Consigne: Mettez sous forme de tableau Markdown les lignes des entrées, depuis la première jusqu'à celle contenant « M 149 393 L » incluse, avec une colonne « N° » pour le numéro de rang et une colonne « Ligne » pour le texte. Omettez les lignes vides.

[Entrées sources]
=-=-=

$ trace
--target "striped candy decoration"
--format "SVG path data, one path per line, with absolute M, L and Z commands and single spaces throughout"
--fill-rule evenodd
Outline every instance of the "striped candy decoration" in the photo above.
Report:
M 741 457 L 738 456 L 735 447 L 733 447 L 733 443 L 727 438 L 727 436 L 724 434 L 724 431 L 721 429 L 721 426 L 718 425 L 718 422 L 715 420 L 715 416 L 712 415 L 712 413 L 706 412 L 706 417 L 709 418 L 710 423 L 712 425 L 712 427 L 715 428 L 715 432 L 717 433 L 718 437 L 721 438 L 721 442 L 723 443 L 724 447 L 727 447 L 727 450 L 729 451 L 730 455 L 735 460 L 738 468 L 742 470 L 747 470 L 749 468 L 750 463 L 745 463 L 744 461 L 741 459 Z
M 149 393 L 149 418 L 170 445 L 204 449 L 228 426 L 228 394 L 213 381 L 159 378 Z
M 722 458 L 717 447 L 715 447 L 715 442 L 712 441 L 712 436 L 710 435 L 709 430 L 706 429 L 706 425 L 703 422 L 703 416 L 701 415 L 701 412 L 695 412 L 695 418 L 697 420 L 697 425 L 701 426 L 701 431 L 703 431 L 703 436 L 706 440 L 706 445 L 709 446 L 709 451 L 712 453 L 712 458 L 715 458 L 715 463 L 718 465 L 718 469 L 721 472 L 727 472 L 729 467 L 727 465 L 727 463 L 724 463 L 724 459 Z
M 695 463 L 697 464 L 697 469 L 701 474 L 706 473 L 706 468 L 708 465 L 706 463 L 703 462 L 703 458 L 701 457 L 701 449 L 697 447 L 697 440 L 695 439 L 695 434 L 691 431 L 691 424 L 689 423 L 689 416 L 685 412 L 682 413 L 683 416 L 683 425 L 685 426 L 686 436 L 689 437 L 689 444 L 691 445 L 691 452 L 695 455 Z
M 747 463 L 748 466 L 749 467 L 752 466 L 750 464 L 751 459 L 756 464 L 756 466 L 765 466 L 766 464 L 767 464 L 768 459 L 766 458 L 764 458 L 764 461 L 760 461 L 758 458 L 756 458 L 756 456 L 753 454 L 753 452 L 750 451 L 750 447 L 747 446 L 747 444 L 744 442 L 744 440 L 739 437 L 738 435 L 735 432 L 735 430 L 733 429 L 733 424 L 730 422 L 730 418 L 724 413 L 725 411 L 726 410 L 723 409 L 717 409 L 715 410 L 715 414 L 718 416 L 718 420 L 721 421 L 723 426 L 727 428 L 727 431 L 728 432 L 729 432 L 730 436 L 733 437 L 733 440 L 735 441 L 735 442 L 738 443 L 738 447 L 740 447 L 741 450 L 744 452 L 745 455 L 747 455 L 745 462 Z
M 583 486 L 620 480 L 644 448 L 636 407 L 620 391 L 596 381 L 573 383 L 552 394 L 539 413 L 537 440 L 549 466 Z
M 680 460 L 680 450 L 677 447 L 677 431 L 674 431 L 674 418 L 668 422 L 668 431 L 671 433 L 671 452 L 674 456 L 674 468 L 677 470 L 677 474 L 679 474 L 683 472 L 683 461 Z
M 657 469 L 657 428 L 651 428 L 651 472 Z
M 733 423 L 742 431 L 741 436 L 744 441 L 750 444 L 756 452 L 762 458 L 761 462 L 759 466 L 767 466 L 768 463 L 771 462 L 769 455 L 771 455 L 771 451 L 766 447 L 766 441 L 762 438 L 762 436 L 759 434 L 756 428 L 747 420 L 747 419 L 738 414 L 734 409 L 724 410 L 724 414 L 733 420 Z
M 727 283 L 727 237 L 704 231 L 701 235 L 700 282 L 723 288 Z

=-=-=

Résultat attendu:
| N° | Ligne |
|---|---|
| 1 | $ trace |
| 2 | --target "striped candy decoration" |
| 3 | --format "SVG path data, one path per line, with absolute M, L and Z commands and single spaces throughout" |
| 4 | --fill-rule evenodd |
| 5 | Outline every instance of the "striped candy decoration" in the photo above. |
| 6 | Report: |
| 7 | M 741 457 L 738 456 L 735 447 L 733 447 L 733 443 L 727 438 L 727 436 L 724 434 L 724 431 L 721 429 L 721 426 L 718 425 L 718 422 L 715 420 L 715 416 L 712 415 L 712 413 L 706 412 L 706 417 L 709 418 L 710 423 L 712 425 L 712 427 L 715 428 L 715 432 L 717 433 L 718 437 L 721 438 L 721 442 L 723 443 L 724 447 L 727 447 L 727 450 L 729 451 L 730 455 L 735 460 L 738 468 L 742 470 L 747 470 L 749 468 L 750 463 L 745 463 L 744 461 L 741 459 Z |
| 8 | M 149 393 L 149 418 L 170 445 L 204 449 L 228 426 L 228 394 L 213 381 L 159 378 Z |